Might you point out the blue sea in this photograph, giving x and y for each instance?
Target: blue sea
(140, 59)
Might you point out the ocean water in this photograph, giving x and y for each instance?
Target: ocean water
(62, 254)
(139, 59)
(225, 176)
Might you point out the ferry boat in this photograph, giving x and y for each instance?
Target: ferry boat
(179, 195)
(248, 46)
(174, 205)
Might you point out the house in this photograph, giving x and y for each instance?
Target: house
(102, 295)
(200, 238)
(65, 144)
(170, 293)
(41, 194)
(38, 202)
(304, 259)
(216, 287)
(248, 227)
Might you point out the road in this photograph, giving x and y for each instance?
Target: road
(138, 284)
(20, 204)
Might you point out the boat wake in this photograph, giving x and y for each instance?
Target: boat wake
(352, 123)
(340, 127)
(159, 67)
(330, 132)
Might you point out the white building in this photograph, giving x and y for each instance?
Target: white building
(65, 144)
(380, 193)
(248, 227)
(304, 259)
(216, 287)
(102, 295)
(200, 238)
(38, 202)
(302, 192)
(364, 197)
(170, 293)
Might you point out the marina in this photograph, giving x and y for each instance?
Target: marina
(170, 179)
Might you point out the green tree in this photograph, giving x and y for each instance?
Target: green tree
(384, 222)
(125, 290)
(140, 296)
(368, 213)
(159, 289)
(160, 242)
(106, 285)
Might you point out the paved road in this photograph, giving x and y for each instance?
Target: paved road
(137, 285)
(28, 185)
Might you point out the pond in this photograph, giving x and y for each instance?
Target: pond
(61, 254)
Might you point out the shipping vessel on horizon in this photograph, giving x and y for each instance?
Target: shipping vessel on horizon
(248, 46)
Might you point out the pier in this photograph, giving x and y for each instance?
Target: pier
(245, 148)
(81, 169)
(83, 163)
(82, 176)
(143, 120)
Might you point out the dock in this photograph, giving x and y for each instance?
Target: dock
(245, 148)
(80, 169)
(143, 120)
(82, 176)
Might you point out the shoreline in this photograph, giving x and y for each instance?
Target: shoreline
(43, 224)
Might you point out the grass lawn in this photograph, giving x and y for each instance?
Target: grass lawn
______
● **Exercise requirements**
Please rename "shoreline" to "coastline" in the listing, beginning at the line that has "Might you point out the shoreline" and stopping after the last line of the listing; give only those lines, with everything else unchanged.

● **Output below**
Might you point out the coastline in this photograph, giving x and y for each instance?
Target: coastline
(43, 224)
Might you point out the grass lawn in this photograph, giving x and y for each instance?
Target: grass lawn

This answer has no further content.